Supplied passage -
******************************

Understanding AI and learning outcomes

Education is one of AI’s most promising frontiers. With tools like ChatGPT, personalized learning support can be available to any student, anywhere, at any time.

But the education sector is still early in its understanding of the impact of AI on learning outcomes. Last year, our team set out to study the use of tools like study mode⁠ and found promising gains in student performance. But our research also raised an important question: how can we assess how AI influences a learner's progress over time, not just on a final exam?

This is a broader ecosystem challenge. To-date, most research methods focus on narrow performance signals—such as test scores—and lack the ability to assess how students actually learn with AI in real-world settings, and how that use shapes outcomes over time.

To address this gap, we developed the Learning Outcomes Measurement Suite,a framework created with Estonia’s University of Tartu and the SCALE Initiative at the Stanford Accelerator for Learning to support longitudinal measurement of learning outcomes across different educational contexts.

Extensive validation is underway through a randomized controlled trial, and further research is planned with founding organizations in the Learning Lab, OpenAI’s learning research ecosystem, including researchers from Arizona State University, UCL Knowledge Lab, and MIT Media Lab (building on prior collaborative studies⁠).

Today, we’re sharing an overview of how the measurement suite works and why it matters. Over time, we intend to publish more research and release the measurement suite as a public resource for schools, universities, and education systems worldwide.

> “This research allows us to learn quickly while also laying the groundwork for a deeper understanding of how AI can be thoughtfully integrated into schools in ways that truly matter. We want to understand how these tools can support rigorous academic learning while also cultivating higher-order thinking, creativity, curiosity, and students’ confidence in themselves as learners.”

******************************

Extracted data -
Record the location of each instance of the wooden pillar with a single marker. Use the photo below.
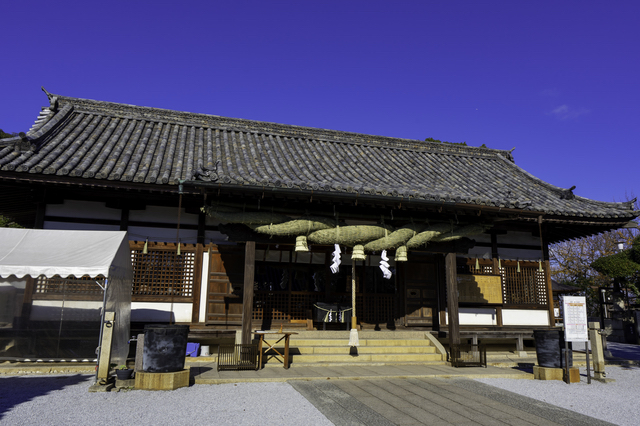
(452, 298)
(124, 219)
(247, 300)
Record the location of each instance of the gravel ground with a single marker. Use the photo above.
(65, 400)
(617, 402)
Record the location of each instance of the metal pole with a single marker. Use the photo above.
(104, 307)
(588, 366)
(566, 361)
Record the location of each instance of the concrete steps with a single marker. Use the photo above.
(326, 348)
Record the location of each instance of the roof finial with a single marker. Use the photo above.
(49, 95)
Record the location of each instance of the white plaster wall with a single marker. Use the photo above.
(481, 252)
(518, 237)
(475, 316)
(525, 317)
(80, 226)
(202, 315)
(160, 312)
(83, 209)
(163, 215)
(168, 235)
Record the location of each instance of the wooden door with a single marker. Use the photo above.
(224, 298)
(421, 292)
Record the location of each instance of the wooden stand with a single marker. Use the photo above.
(162, 381)
(545, 373)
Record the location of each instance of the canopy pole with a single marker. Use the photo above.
(353, 335)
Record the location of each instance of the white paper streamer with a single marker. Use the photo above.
(335, 266)
(384, 265)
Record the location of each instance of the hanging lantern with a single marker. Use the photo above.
(401, 254)
(358, 253)
(301, 243)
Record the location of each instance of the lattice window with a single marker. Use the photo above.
(68, 286)
(527, 287)
(162, 272)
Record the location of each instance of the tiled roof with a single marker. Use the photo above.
(85, 139)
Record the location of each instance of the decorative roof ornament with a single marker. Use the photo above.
(301, 243)
(358, 253)
(401, 254)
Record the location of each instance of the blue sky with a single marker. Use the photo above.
(557, 80)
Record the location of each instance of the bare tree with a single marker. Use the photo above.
(571, 260)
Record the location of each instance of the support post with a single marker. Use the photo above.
(105, 346)
(247, 299)
(452, 298)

******************************

Activity list -
1 – In the page on AI and learning outcomes, which two partners helped create the Learning Outcomes Measurement Suite?
2 – Say whether each statement agrees with the page on AI and learning outcomes. Answer yes or no and quote the deciding words.
(a) The measurement suite is being validated through a randomized controlled trial.
(b) The measurement suite has already been released as a public resource.
(c) Most research methods focus on narrow performance signals such as test scores.

Answers below -
1 – Estonia's University of Tartu and the SCALE Initiative at the Stanford Accelerator for Learning.

2 –
(a) Yes: "Extensive validation is underway through a randomized controlled trial"
(b) No: "Over time, we intend to publish more research and release the measurement suite as a public resource"
(c) Yes: "most research methods focus on narrow performance signals—such as test scores"